Task requirements — Skip the images and copy each record exactly as written.

:::

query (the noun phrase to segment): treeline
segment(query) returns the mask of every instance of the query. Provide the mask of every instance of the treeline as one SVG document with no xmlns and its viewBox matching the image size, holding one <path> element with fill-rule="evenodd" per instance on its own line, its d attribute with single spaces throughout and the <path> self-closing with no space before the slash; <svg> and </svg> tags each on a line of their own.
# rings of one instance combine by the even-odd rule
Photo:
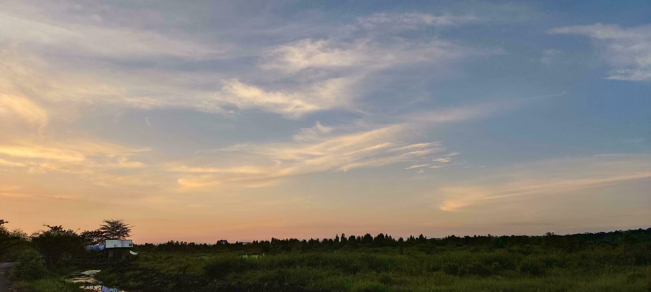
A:
<svg viewBox="0 0 651 292">
<path fill-rule="evenodd" d="M 74 260 L 86 253 L 85 246 L 130 236 L 132 226 L 123 220 L 102 222 L 98 229 L 81 232 L 44 225 L 43 230 L 28 235 L 20 229 L 9 230 L 5 226 L 8 222 L 0 219 L 0 262 L 16 262 L 12 276 L 25 285 L 44 278 L 55 281 L 57 274 L 72 269 Z"/>
<path fill-rule="evenodd" d="M 229 242 L 219 240 L 214 244 L 195 243 L 193 242 L 171 240 L 165 243 L 145 243 L 137 245 L 141 250 L 209 252 L 214 250 L 251 250 L 262 252 L 281 252 L 294 250 L 322 250 L 342 248 L 356 249 L 359 247 L 464 247 L 478 246 L 503 248 L 508 246 L 544 245 L 566 249 L 568 251 L 596 245 L 618 246 L 622 244 L 651 242 L 651 228 L 628 230 L 616 230 L 609 232 L 581 233 L 557 235 L 547 232 L 544 236 L 456 236 L 451 235 L 443 238 L 427 238 L 422 234 L 418 237 L 411 236 L 406 239 L 395 238 L 382 233 L 373 236 L 370 234 L 364 236 L 346 236 L 342 234 L 334 238 L 298 239 L 288 238 L 279 239 L 272 237 L 271 240 L 254 241 L 251 243 Z"/>
</svg>

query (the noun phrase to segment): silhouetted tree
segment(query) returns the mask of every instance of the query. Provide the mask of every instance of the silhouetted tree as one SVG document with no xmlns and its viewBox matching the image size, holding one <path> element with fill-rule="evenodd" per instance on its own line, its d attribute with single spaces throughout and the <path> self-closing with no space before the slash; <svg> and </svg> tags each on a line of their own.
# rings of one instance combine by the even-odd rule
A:
<svg viewBox="0 0 651 292">
<path fill-rule="evenodd" d="M 44 226 L 49 230 L 36 232 L 31 241 L 48 265 L 62 264 L 83 251 L 85 240 L 74 230 L 66 230 L 61 225 Z"/>
<path fill-rule="evenodd" d="M 5 221 L 3 219 L 0 219 L 0 233 L 8 234 L 9 231 L 7 230 L 7 227 L 3 226 L 5 223 L 8 223 L 9 221 Z"/>
<path fill-rule="evenodd" d="M 102 220 L 105 224 L 100 225 L 98 230 L 102 231 L 105 239 L 126 239 L 131 236 L 131 228 L 133 227 L 124 223 L 124 219 Z"/>
<path fill-rule="evenodd" d="M 104 232 L 100 230 L 84 230 L 79 236 L 84 239 L 87 245 L 99 243 L 105 239 Z"/>
</svg>

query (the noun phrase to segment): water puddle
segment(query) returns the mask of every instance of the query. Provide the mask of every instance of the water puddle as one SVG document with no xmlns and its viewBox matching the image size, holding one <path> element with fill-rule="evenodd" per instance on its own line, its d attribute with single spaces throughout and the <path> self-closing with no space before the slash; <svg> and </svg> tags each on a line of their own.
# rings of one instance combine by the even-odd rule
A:
<svg viewBox="0 0 651 292">
<path fill-rule="evenodd" d="M 76 272 L 71 274 L 68 281 L 79 283 L 81 288 L 86 291 L 94 292 L 127 292 L 117 287 L 106 287 L 102 285 L 93 276 L 100 270 L 88 270 L 83 272 Z"/>
</svg>

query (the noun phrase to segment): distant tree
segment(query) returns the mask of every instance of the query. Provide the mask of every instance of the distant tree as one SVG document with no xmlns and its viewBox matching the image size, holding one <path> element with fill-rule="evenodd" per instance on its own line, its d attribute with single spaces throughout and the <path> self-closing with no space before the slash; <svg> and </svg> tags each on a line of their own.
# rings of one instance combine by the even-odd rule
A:
<svg viewBox="0 0 651 292">
<path fill-rule="evenodd" d="M 3 226 L 5 223 L 8 223 L 9 221 L 5 221 L 3 219 L 0 219 L 0 234 L 7 234 L 9 231 L 7 230 L 7 227 Z"/>
<path fill-rule="evenodd" d="M 26 232 L 23 231 L 22 229 L 14 228 L 14 230 L 9 232 L 9 235 L 11 236 L 15 236 L 16 237 L 20 237 L 23 239 L 27 239 L 29 236 Z"/>
<path fill-rule="evenodd" d="M 48 265 L 62 264 L 83 250 L 84 239 L 74 230 L 61 225 L 44 226 L 49 230 L 35 232 L 31 241 Z"/>
<path fill-rule="evenodd" d="M 370 235 L 370 233 L 367 233 L 364 235 L 362 237 L 362 243 L 365 245 L 371 245 L 373 244 L 373 236 Z"/>
<path fill-rule="evenodd" d="M 87 245 L 97 244 L 105 239 L 104 232 L 100 230 L 84 230 L 79 236 L 84 239 Z"/>
<path fill-rule="evenodd" d="M 102 220 L 105 224 L 100 225 L 98 230 L 102 232 L 105 239 L 126 239 L 131 236 L 131 228 L 133 227 L 124 223 L 124 219 Z"/>
</svg>

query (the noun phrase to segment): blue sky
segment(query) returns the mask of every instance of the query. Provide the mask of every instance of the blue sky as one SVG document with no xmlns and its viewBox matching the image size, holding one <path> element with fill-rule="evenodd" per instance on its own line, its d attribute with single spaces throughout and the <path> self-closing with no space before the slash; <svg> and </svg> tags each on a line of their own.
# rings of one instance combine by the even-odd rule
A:
<svg viewBox="0 0 651 292">
<path fill-rule="evenodd" d="M 651 224 L 651 4 L 4 6 L 15 228 L 117 216 L 137 240 L 210 242 Z"/>
</svg>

:::

Answer to this task —
query (the noun phrase to segment): treeline
segment(query) returns the mask of every instance of the query. Provide the mask of every instance of the treeline as one SVG document with no xmlns and its viewBox matching the image size, holding one <path> element with fill-rule="evenodd" per instance on its own line, its d attribute with single spaces throughout and the <path> self-closing with no space before the slash; <svg> and </svg> tags each on a line of their own.
# rings of one instance combine by the even-odd rule
Photo:
A:
<svg viewBox="0 0 651 292">
<path fill-rule="evenodd" d="M 74 260 L 86 253 L 85 246 L 130 236 L 132 226 L 123 220 L 102 222 L 98 229 L 81 232 L 44 225 L 43 230 L 28 235 L 20 229 L 9 230 L 5 226 L 8 222 L 0 219 L 0 262 L 16 262 L 12 276 L 25 285 L 44 278 L 55 281 L 57 274 L 72 269 Z"/>
<path fill-rule="evenodd" d="M 229 242 L 219 240 L 214 244 L 195 243 L 193 242 L 171 240 L 165 243 L 145 243 L 137 245 L 141 250 L 209 252 L 214 250 L 251 250 L 262 252 L 281 252 L 294 250 L 322 250 L 342 248 L 356 249 L 359 247 L 464 247 L 478 246 L 503 248 L 508 246 L 544 245 L 566 249 L 568 251 L 596 245 L 618 246 L 622 244 L 651 242 L 651 228 L 628 230 L 616 230 L 609 232 L 581 233 L 557 235 L 547 232 L 544 236 L 456 236 L 451 235 L 443 238 L 427 238 L 422 234 L 418 237 L 411 236 L 406 239 L 395 238 L 382 233 L 373 236 L 370 234 L 364 236 L 346 236 L 342 234 L 334 238 L 298 239 L 288 238 L 279 239 L 272 237 L 271 240 L 254 241 L 251 243 Z"/>
</svg>

query (the noun phrase to segment): silhouetted tree
segment(query) returns the mask of every instance of the query. Provide the mask of every instance of the silhouetted tree as one SVG document with no xmlns and its viewBox matching the image size, holding one <path> element with fill-rule="evenodd" per instance on its own line, its d attribute with single spaces throughout and the <path> self-closing with no space before the slash; <svg> and </svg> tags each on a line of their own.
# rings of one instance combine by the even-odd rule
A:
<svg viewBox="0 0 651 292">
<path fill-rule="evenodd" d="M 44 226 L 49 230 L 36 232 L 31 241 L 48 265 L 62 264 L 83 251 L 85 240 L 74 230 L 66 230 L 61 225 Z"/>
<path fill-rule="evenodd" d="M 5 221 L 3 219 L 0 219 L 0 233 L 8 234 L 9 231 L 7 230 L 7 227 L 3 226 L 5 223 L 8 223 L 9 221 Z"/>
<path fill-rule="evenodd" d="M 102 220 L 105 224 L 100 225 L 98 230 L 102 231 L 105 239 L 126 239 L 131 236 L 131 228 L 133 227 L 124 223 L 124 219 Z"/>
<path fill-rule="evenodd" d="M 104 232 L 100 230 L 84 230 L 79 236 L 84 239 L 87 245 L 99 243 L 105 239 Z"/>
</svg>

query (the noun phrase to segment): water puddle
segment(query) returns the mask of every instance of the query. Provide the mask of every instance of the water puddle as one SVG document with no xmlns and its viewBox matching the image size, holding one <path> element with fill-rule="evenodd" per instance on its own line, its d attribute with single spaces throughout and the <path> self-closing with no space before the slash; <svg> and </svg> tags each on a line of their own.
# rings of one instance combine by the even-odd rule
A:
<svg viewBox="0 0 651 292">
<path fill-rule="evenodd" d="M 76 272 L 71 274 L 68 281 L 79 283 L 81 288 L 86 291 L 94 292 L 127 292 L 117 287 L 106 287 L 102 285 L 93 276 L 100 270 L 88 270 L 83 272 Z"/>
</svg>

query (the noun phrase to segment): distant tree
segment(query) returns the mask of every instance of the query. Provide the mask of every instance of the distant tree as one SVG document with no xmlns and its viewBox matching the image size, holding one <path> element with fill-rule="evenodd" per instance on its own line, its d attribute with single spaces throughout and the <path> self-closing with no space before the slash; <svg> and </svg> tags each on a line of their own.
# rings of one instance combine by the even-odd rule
A:
<svg viewBox="0 0 651 292">
<path fill-rule="evenodd" d="M 3 226 L 5 223 L 8 223 L 9 221 L 5 221 L 3 219 L 0 219 L 0 234 L 7 234 L 9 231 L 7 230 L 7 227 Z"/>
<path fill-rule="evenodd" d="M 26 232 L 23 231 L 22 229 L 14 228 L 14 230 L 9 232 L 9 235 L 11 236 L 15 236 L 16 237 L 20 237 L 23 239 L 27 239 L 29 236 Z"/>
<path fill-rule="evenodd" d="M 48 265 L 62 264 L 83 250 L 84 239 L 74 230 L 61 225 L 44 226 L 49 230 L 35 232 L 31 241 Z"/>
<path fill-rule="evenodd" d="M 370 235 L 370 233 L 367 233 L 364 235 L 362 237 L 362 243 L 365 245 L 371 245 L 373 244 L 373 236 Z"/>
<path fill-rule="evenodd" d="M 87 245 L 97 244 L 105 239 L 104 232 L 100 230 L 84 230 L 79 236 L 84 239 Z"/>
<path fill-rule="evenodd" d="M 102 220 L 105 224 L 100 225 L 98 230 L 102 232 L 105 239 L 126 239 L 131 236 L 131 228 L 133 227 L 124 223 L 124 219 Z"/>
</svg>

query (the noun phrase to segment): blue sky
segment(query) returns the mask of every instance of the query. Provide the mask of every instance of the blue sky as one SVG document with no xmlns and its viewBox matching the image size, holding one <path> element with fill-rule="evenodd" per instance on its own line, its d attribute with single spaces throughout and the <path> self-closing with no space before the slash; <svg> and </svg> tags each on a line of their own.
# rings of one instance combine by the even-odd rule
A:
<svg viewBox="0 0 651 292">
<path fill-rule="evenodd" d="M 651 224 L 651 4 L 4 6 L 15 228 L 117 216 L 137 240 L 210 242 Z"/>
</svg>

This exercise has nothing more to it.